Brano proposto:
***

Arabia Saudita, il terrorismo che non fa notizia
Il Califfato e Boko Haram fanno giustamente impressione per il modo brutale con cui applicano la legge coranica sui cittadini sottoposti al loro dominio. Ma c'è un altro Stato che si comporta allo stesso modo con i suoi sudditi, non fa scalpore e, anzi, fa regolarmente parte della coalizione contro l'Isis: è l'Arabia Saudita.
Il muro di cui nessuno parla di Gianandrea Gaiani
Secondo il vocabolario Treccani della lingua italiana “terrorismo” è “L’uso di violenza illegittima, finalizzata a incutere terrore nei membri di una collettività organizzata e a destabilizzarne o restaurarne l’ordine, mediante azioni quali attentati, rapimenti, dirottamenti di aerei e sim.; possono farvi ricorso sia gruppi, movimenti o formazioni di vario genere (ma anche individui isolati), che vogliono conseguire mutamenti radicali del quadro politico-istituzionale, sia apparati, istituzionali o deviati, di governo interessati a reprimere il dissenso interno e a impedire particolari sviluppi politici.”

***

Voci fornite:
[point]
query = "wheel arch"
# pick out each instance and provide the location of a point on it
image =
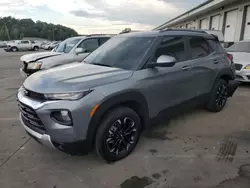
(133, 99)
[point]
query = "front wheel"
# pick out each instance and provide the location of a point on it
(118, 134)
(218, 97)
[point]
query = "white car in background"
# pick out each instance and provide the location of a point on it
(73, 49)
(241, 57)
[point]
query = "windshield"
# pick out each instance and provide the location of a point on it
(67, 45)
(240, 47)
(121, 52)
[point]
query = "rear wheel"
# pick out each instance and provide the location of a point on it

***

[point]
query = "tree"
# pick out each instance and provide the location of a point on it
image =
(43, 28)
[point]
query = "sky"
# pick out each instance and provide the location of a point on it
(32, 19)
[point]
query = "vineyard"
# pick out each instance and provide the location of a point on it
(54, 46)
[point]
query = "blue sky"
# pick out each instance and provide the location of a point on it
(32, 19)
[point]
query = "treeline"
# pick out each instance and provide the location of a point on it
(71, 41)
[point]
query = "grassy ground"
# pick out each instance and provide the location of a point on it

***

Consegna: Aggiorna il brano sull'Arabia Saudita riscrivendo la parte tra "Arabia Saudita, il" e "è l'Arabia Saudita.", inclusi, e metti "al-Shabaab" al posto di "Boko Haram".

Risposta all'esercizio:
Arabia Saudita, il terrorismo che non fa notizia
Il Califfato e al-Shabaab fanno giustamente impressione per il modo brutale con cui applicano la legge coranica sui cittadini sottoposti al loro dominio. Ma c'è un altro Stato che si comporta allo stesso modo con i suoi sudditi, non fa scalpore e, anzi, fa regolarmente parte della coalizione contro l'Isis: è l'Arabia Saudita.